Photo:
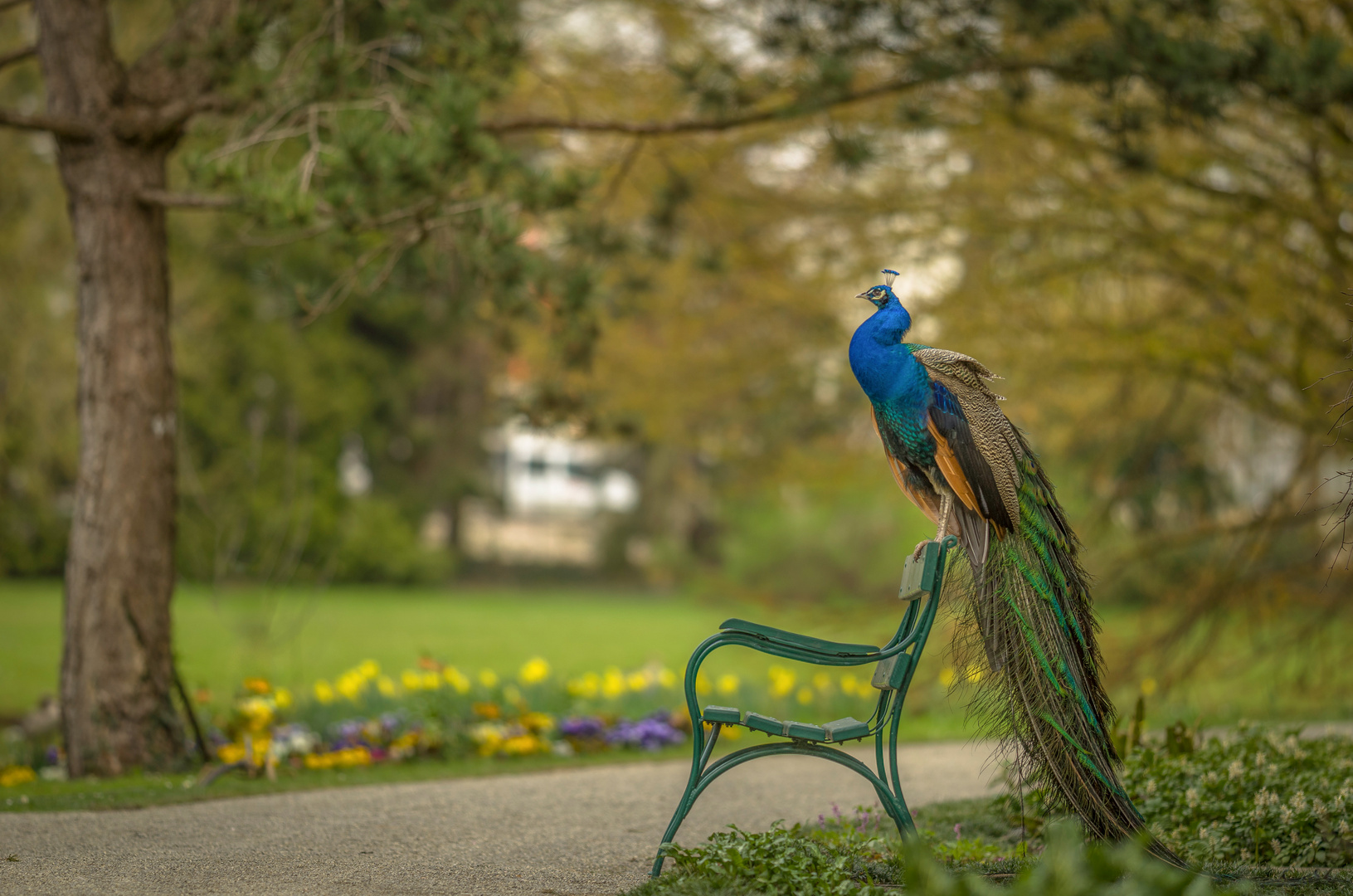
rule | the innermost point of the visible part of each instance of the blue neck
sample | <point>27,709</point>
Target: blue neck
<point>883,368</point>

...

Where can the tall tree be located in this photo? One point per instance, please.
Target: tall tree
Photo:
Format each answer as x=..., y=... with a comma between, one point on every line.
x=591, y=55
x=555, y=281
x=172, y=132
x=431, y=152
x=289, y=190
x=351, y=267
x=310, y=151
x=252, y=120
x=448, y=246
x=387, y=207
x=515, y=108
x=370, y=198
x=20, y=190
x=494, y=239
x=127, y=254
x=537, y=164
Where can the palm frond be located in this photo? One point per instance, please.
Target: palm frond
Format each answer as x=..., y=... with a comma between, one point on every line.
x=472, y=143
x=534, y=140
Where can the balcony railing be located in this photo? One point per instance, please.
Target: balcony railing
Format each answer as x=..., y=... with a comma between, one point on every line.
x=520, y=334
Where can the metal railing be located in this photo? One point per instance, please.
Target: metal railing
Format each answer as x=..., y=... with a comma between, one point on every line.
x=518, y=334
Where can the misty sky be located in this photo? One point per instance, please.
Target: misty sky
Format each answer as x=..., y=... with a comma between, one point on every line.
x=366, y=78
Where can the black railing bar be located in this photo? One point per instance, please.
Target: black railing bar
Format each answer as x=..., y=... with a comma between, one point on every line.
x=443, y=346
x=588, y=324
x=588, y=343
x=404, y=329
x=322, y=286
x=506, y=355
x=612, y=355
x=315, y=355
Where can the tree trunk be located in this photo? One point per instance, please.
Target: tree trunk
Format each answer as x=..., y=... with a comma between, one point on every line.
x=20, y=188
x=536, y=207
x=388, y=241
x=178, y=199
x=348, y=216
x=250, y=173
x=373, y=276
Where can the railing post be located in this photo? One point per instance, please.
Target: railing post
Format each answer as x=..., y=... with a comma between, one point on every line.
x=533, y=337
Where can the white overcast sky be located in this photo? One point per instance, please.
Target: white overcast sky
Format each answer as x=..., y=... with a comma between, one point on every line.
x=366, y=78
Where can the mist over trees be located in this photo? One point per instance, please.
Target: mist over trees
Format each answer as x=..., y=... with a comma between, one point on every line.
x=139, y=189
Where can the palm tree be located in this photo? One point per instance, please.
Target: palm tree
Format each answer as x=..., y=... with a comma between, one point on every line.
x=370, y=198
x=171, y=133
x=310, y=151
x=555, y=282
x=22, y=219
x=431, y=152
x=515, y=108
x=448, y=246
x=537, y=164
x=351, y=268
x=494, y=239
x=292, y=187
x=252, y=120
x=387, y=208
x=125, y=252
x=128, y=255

§ What the exercise asks
What is needed is a copy of every line above in which "trunk" appears.

§ Response below
Where can the tree trunk be located in this photo? One point per instance, please.
Target: tree trunk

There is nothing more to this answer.